List every line of the data below that contains the string "wheel". Matching is case-sensitive.

* BEGIN *

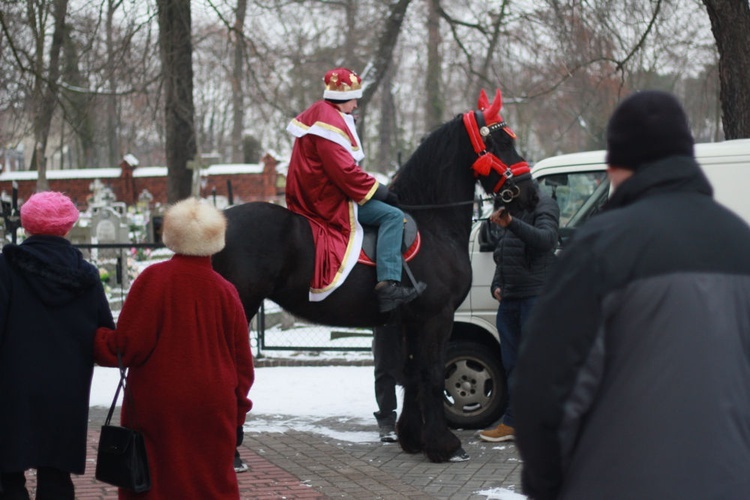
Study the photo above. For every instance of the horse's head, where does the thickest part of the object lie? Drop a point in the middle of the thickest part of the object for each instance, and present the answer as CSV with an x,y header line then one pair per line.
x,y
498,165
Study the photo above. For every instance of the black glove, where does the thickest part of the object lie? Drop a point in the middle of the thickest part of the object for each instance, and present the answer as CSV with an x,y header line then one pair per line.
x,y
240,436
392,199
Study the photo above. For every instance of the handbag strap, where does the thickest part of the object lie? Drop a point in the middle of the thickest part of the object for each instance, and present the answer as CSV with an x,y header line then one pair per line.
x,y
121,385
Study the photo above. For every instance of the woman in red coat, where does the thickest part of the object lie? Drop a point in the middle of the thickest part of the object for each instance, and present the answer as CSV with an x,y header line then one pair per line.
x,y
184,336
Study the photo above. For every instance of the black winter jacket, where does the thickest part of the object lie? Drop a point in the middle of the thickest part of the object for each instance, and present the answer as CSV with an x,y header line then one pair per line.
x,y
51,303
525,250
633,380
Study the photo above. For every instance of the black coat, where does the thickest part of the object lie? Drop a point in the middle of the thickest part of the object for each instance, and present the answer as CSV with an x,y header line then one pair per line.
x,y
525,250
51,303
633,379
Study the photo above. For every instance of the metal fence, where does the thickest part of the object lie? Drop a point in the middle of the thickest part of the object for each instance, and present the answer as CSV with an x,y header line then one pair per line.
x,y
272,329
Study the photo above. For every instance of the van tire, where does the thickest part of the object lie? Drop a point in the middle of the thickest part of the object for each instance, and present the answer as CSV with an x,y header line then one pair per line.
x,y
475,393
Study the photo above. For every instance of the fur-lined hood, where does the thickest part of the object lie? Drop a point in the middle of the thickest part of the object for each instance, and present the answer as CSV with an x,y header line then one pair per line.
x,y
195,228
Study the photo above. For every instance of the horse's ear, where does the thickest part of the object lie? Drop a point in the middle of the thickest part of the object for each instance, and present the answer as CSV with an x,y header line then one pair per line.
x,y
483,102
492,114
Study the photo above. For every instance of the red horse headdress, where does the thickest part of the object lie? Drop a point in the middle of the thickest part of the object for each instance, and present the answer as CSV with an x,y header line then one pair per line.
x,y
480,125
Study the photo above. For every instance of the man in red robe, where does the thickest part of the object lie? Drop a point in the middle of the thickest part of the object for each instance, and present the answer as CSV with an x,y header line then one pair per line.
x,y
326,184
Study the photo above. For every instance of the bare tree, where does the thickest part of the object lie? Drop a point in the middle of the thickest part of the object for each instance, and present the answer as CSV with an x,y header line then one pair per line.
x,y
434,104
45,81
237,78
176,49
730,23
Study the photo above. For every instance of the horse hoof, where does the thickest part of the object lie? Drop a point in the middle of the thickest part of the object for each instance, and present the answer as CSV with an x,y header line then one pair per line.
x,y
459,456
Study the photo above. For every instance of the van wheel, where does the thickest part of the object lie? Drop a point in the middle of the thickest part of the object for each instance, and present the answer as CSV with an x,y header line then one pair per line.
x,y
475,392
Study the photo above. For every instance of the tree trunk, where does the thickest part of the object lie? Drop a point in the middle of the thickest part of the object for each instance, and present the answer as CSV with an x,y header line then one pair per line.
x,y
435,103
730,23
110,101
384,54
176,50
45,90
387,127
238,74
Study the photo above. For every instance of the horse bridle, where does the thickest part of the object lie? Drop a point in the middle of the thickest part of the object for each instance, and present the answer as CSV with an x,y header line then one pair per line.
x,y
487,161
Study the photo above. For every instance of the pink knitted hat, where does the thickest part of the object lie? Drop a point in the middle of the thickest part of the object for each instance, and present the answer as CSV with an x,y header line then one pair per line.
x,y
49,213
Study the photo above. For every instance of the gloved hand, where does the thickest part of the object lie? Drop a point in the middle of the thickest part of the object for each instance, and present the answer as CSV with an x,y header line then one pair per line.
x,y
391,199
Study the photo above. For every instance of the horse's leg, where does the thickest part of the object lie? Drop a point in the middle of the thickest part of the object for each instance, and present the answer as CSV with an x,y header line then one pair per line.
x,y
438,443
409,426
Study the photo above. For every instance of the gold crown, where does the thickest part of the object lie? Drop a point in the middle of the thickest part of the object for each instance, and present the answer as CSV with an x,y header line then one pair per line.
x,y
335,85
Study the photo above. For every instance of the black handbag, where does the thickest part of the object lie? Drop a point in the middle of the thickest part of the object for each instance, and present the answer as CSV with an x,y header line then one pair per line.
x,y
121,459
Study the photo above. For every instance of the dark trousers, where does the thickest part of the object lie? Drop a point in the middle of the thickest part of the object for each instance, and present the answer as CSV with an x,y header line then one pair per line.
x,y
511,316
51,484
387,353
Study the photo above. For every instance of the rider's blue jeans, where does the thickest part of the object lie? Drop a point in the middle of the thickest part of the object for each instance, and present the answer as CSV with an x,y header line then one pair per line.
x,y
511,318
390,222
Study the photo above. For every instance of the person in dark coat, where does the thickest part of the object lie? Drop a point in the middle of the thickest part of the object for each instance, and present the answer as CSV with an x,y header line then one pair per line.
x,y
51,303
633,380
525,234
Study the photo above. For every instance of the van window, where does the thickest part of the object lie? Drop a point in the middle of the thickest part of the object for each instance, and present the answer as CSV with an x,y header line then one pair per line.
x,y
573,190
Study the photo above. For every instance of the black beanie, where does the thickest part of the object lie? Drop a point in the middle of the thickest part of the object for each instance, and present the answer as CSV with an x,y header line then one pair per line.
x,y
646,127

* END *
* BEGIN *

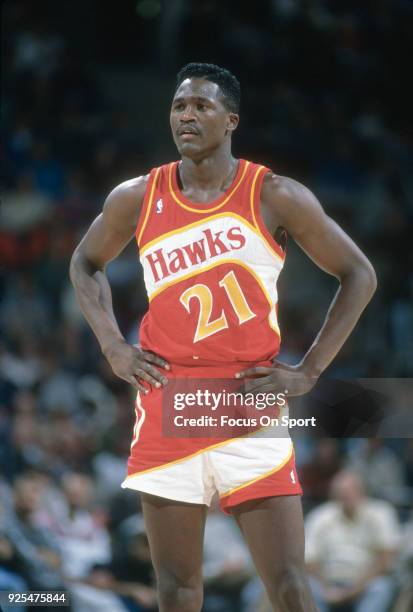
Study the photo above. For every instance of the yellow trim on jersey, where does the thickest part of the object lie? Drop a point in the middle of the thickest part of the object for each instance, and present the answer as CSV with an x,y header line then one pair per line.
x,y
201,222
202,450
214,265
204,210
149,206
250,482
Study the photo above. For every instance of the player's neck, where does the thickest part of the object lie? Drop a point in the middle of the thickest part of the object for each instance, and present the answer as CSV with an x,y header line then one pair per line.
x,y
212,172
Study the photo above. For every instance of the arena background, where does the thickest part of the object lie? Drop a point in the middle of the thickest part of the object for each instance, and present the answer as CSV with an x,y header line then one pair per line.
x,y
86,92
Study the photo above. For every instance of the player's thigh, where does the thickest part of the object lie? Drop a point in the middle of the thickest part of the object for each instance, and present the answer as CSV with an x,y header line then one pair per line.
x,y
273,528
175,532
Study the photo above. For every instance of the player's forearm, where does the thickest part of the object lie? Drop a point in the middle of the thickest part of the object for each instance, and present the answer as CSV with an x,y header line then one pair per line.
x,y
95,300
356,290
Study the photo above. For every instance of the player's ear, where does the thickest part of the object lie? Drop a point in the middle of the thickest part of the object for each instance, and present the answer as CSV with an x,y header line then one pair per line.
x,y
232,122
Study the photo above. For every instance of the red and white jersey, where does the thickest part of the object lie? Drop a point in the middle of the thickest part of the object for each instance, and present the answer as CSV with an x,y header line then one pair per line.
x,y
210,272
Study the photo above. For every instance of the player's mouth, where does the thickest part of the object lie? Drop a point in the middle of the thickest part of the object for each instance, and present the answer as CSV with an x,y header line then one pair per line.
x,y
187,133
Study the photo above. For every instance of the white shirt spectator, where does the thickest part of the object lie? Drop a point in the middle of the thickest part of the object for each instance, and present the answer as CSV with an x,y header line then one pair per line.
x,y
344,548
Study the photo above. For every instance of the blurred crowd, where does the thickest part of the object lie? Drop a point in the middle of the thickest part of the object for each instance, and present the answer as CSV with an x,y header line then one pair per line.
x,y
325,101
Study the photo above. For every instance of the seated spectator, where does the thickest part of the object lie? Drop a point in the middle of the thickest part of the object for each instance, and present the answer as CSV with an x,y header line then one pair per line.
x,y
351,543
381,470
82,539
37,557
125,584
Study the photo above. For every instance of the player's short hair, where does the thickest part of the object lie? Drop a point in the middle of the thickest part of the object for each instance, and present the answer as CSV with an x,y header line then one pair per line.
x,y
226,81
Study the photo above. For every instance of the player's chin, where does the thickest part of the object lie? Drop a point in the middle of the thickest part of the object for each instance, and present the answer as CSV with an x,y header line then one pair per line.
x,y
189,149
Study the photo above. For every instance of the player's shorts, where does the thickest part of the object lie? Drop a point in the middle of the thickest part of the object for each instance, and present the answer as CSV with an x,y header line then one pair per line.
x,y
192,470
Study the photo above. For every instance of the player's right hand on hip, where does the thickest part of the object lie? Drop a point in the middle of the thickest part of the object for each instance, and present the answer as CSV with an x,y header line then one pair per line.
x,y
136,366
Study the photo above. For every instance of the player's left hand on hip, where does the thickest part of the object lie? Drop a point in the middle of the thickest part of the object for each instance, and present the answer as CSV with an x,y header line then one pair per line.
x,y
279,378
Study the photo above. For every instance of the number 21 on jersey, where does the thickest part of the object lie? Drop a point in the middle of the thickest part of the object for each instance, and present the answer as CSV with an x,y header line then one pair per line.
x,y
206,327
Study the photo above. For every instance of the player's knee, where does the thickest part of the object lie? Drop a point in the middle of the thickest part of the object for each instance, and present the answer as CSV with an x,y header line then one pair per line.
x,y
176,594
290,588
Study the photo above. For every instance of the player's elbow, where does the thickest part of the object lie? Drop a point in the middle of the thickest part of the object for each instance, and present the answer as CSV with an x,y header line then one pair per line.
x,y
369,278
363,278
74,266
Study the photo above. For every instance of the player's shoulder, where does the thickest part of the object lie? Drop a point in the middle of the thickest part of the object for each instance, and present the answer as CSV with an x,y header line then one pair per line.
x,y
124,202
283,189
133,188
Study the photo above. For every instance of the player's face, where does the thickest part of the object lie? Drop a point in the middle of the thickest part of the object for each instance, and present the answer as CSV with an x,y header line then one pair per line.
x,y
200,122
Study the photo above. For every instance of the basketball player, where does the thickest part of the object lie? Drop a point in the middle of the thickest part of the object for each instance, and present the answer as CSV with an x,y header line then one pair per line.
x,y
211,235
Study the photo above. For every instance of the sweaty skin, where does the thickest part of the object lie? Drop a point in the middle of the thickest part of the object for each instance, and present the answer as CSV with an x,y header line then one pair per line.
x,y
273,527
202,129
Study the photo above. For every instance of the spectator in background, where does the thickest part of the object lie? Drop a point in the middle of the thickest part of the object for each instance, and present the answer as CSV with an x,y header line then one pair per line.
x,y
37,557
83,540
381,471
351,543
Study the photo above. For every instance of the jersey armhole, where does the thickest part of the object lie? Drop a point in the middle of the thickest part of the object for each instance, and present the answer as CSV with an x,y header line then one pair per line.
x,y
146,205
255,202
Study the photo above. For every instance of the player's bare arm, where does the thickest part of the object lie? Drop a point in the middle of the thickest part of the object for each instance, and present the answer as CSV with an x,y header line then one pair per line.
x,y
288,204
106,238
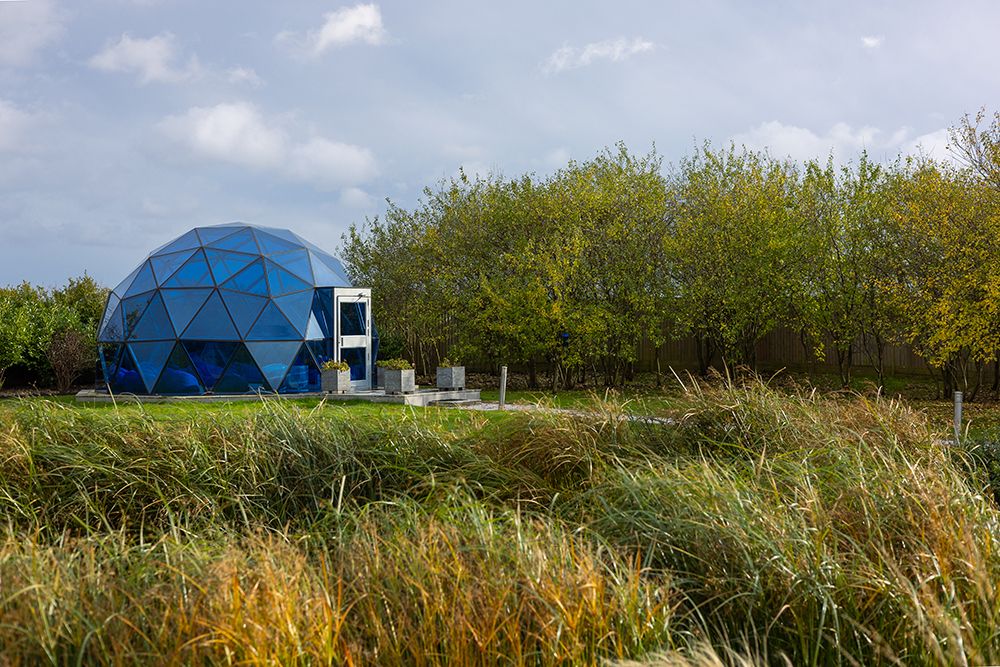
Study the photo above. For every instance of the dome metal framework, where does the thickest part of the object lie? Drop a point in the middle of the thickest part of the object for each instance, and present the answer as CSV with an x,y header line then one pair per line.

* END *

- RESPONSE TO THE TASK:
Study the photo above. For every instance of the van wheel, where does the thickest part of the object lie? Drop a point in the middle of the thickest part of the object for each instance, and present the answer as CSV with an x,y header line then one pair per line.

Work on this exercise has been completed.